PROMPT A:
Could you reproduce the blog entries word for word, from "1) She definitely" up to and including "was very creative."?
--- BEGIN EXCERPT TO READ ---
Sunday, January 31, 2016

Creativity

Hi readers,

I'm currently in the process of writing my first short story in 25 years.  The last attempt involved a lost toaster that made friends with a dog and was met with rave reviews by my 3rd grade teacher.  She gently corrected my spelling of "taostar" throughout the narrative and said it was "very creative".  

At the time, I figured she told all the students their stories were very creative.  Looking back, I realize:

1) She definitely did do that
2) It was probably true

A story about a lost toaster running around making friends is very creative.  Toasters don't get lost.  They don't even move.  They certainly don't know how to talk.

I ripped down a lot of annoying walls of reality in order to create that idea. My grammar, punctuation and general understanding of writing dialogue were poor at best, but the idea was very creative.

Creativity is a skill that is endlessly resilient.  We obscure it behind traditional ideas.  We ignore it in the face of deadlines at work.  We push it aside to follow a plan.  Writing fiction forces creativity out from the wings of the stage into the spotlight.  At first, it tap dances awkwardly, but eventually it finds the rhythm and shines.  The process of writing again has sparked an interest in being creative that has spilled into my work (I'm more confident about going slightly off task to keep things interesting), my style (I'm trying to wear more necklaces) and my morning routine (I wake up twenty minutes early to do whatever I feel like).  I find happiness and innovation in breaking  these small, self-created rules.  The originality of being me is inspiring. 

South America/2010




Friday, January 29, 2016

Friday Puppies

Hi readers,

Because it has been a long day, and it's only two o'clock in the afternoon, I am christening the lunch hour "puppy time".  Happy Friday!



Thursday, January 28, 2016

Loneliness

Hi readers,

Loneliness terrifies me.  I used to cry during the commercials for Meals on Wheels--the one where a telephone is ringing on the TV and an old woman thinks its in her apartment and gets so excited.  The idea that I might want for company one day makes shaky tears come to my eyes almost immediately.


This topic is on my mind for the saddest of reasons--a story of a dear, old friend feeling so alone and depressed that they didn't know where to turn.  Loneliness lives in the roots of depression, tangled up with a mess of other complicated emotions that leave a person feeling lost and upside down.  If I'd spoken to my friend, I don't know if I would have had a direction to offer in order to escape the maze of shadowy, solitary existence.  I don't know the answer to loneliness.  I'm grateful every day for the wonderful relationships that keep the desperation of loneliness from leaking into the corners of my life.  I hope there is a similar kind of comfort waiting in the great beyond.







Sunday, January 24, 2016

Balance of Life

Hi readers,

The balance of life??!!  You are dying to know!
--- END EXCERPT TO READ ---
--- BEGIN RECORD LIST ---
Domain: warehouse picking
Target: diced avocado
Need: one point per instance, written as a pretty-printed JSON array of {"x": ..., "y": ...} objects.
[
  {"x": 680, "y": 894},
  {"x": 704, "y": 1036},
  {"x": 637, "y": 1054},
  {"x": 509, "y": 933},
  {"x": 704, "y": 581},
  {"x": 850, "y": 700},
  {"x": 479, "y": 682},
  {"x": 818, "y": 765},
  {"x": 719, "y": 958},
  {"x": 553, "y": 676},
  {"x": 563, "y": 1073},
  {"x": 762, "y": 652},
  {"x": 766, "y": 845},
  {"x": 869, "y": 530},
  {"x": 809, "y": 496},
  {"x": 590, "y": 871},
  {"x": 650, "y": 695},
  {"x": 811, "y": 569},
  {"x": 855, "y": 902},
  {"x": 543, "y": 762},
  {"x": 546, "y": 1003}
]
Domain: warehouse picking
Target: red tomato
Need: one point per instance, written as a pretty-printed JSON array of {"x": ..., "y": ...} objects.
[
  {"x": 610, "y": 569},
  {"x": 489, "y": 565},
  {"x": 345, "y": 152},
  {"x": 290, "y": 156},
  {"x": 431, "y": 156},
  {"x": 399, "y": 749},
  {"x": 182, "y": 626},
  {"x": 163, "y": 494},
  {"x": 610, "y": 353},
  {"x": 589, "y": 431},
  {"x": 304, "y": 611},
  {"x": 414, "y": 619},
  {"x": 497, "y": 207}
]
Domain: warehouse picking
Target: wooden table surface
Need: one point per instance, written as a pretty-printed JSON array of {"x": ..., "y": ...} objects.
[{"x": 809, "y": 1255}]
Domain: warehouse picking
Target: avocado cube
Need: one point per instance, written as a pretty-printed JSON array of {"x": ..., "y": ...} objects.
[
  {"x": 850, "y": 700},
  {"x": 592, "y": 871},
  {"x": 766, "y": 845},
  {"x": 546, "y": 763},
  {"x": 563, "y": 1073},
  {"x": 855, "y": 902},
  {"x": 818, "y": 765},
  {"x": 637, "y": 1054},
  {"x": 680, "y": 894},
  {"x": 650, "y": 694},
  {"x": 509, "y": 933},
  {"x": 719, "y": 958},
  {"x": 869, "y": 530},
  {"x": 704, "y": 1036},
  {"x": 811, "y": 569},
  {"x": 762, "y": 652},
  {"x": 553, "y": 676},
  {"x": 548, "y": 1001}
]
--- END RECORD LIST ---
PROMPT B:
Which lines in the rows contain the string "Target"? Pick out each of them, counting a match only when the case agrees.

WORKED ANSWER A:
1) She definitely did do that
2) It was probably true

A story about a lost toaster running around making friends is very creative.  Toasters don't get lost.  They don't even move.  They certainly don't know how to talk.

I ripped down a lot of annoying walls of reality in order to create that idea. My grammar, punctuation and general understanding of writing dialogue were poor at best, but the idea was very creative.

WORKED ANSWER B:
Target: diced avocado
Target: red tomato
Target: wooden table surface
Target: avocado cube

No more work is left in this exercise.